## Page text
───

Modified-Bolus Placement Assessment Outcomes

Treatment teams implemented modified-bolus placement assessments with underspoon for 9.3%, but only 4.6% met inclusion, of patients admitted to the IMI feeding program. Three boys and one girl whose ages ranged from 23 to 112 months (M = 53.5, SD = 40.9) met inclusion and all participants were partially or fully dependent on formula orally or via tube to meet their nutritional and energy needs (ARFID A3b) and diagnosed with ASD and/or developmental disability. Modified-bolus placement methods used in the assessments included underspoon and/or flipped spoon compared to an upright spoon presentation. Treatment teams did not evaluate NUK^® brush in the modified-bolus placement assessments. Treatment teams implemented primary modified-bolus placement assessments using a multielement design for two participants (Kai and Ben) and a pairwise design for two participants (Ezra and Mila). Kai, Ben, and Mila underwent two modified-bolus placement assessments before returning to upright spoon and Ezra had three. Kai and Ezra’s (by meal block) secondary modified-bolus placement assessment also included a multielement design. Ben and Mila’s secondary and Ezra’s tertiary assessments used a pairwise design. However, the therapist did not employ the prescribed design for Mila’s secondary assessment.

───

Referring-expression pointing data

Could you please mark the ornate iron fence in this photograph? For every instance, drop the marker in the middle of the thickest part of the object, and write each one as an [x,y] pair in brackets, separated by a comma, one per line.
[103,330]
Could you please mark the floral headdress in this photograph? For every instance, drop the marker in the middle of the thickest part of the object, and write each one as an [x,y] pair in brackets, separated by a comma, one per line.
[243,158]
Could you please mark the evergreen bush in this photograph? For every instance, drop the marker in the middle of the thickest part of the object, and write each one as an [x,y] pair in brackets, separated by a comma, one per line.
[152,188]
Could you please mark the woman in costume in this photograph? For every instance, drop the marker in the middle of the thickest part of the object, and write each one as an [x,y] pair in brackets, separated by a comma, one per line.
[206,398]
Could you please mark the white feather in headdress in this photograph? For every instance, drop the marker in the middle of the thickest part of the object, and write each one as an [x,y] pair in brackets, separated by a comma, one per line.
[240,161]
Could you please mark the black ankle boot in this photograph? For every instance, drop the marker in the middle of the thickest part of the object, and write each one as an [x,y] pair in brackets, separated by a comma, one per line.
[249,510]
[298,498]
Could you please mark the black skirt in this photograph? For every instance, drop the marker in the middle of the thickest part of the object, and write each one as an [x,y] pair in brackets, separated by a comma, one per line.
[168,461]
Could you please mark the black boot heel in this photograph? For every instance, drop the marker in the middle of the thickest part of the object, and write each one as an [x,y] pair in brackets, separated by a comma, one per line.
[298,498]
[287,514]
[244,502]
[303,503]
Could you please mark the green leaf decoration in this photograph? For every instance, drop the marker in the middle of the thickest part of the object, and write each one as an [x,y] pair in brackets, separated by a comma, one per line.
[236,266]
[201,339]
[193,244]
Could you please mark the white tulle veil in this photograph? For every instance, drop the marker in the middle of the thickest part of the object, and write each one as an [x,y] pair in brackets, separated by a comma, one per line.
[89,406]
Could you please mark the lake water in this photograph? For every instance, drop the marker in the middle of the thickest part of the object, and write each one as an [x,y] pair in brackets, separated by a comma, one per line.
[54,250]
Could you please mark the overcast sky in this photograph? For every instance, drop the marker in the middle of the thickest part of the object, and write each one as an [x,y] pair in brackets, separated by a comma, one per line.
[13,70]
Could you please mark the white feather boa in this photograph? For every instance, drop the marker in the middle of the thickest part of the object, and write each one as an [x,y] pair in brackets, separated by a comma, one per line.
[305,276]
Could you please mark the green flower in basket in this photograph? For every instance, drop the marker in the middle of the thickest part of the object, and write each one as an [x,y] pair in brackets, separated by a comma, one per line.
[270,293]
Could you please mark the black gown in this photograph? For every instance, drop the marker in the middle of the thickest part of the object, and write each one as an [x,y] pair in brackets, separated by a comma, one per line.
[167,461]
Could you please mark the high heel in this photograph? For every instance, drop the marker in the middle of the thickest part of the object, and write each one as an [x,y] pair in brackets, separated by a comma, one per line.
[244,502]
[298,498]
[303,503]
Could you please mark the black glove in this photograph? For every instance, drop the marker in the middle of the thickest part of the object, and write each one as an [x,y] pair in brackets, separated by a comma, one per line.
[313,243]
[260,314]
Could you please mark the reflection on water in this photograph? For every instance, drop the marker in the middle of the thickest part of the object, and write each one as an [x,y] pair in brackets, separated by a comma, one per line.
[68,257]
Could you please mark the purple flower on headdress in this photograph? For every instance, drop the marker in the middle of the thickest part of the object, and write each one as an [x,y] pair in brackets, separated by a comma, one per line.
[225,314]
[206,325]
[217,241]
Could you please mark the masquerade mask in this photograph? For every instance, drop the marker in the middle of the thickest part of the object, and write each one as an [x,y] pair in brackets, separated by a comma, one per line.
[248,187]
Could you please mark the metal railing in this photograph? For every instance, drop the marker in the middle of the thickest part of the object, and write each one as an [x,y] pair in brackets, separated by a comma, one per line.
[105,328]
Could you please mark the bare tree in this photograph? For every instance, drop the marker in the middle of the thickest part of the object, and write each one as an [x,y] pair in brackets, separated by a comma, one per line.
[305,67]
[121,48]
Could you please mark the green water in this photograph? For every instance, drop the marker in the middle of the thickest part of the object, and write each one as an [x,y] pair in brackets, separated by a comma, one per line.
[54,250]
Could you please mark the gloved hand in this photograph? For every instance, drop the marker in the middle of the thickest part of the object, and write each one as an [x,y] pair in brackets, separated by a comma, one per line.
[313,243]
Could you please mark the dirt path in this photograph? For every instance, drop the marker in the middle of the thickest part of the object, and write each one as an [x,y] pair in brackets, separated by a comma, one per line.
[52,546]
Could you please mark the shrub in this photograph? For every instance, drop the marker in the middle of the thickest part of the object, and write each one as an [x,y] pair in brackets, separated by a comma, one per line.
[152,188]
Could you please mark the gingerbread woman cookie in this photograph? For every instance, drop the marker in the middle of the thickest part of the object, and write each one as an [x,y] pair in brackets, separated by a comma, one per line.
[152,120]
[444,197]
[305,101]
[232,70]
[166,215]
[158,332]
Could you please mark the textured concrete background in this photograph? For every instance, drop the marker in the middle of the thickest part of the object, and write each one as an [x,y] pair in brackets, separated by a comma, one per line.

───

## Work instruction
Using the text on modified-bolus placement assessment outcomes, answer these questions:
1. What was the age range of the participants who met inclusion?
2. Which tool did treatment teams not evaluate in the modified-bolus placement assessments?
3. Which participant had three modified-bolus placement assessments before returning to upright spoon?

## Result
1. 23 to 112 months
2. NUK® brush
3. Ezra